-- BEGIN Exercise input --

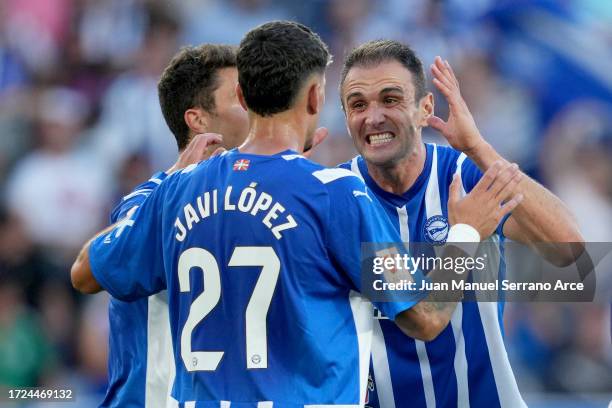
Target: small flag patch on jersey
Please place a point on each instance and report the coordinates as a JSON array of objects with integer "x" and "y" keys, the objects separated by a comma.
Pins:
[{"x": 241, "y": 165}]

-- END Exercise input --
-- BEGIN Exercise input --

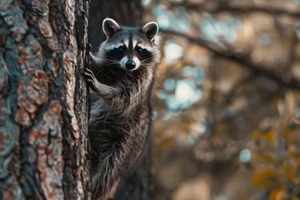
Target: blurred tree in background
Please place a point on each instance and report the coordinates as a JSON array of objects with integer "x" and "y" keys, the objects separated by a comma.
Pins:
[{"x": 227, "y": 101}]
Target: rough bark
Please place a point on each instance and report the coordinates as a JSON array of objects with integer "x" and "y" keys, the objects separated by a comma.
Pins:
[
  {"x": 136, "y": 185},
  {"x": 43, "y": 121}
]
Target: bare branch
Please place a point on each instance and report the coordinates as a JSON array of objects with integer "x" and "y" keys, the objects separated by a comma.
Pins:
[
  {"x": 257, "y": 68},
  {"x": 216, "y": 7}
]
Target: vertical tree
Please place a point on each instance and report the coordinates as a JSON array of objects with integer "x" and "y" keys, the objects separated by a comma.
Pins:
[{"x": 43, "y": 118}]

-- END Exercise input --

Problem description - Which lines of the data above contain the string "tree"? List every one of them, treating case as significant.

The output -
Target: blurred tree in background
Target: vertical tree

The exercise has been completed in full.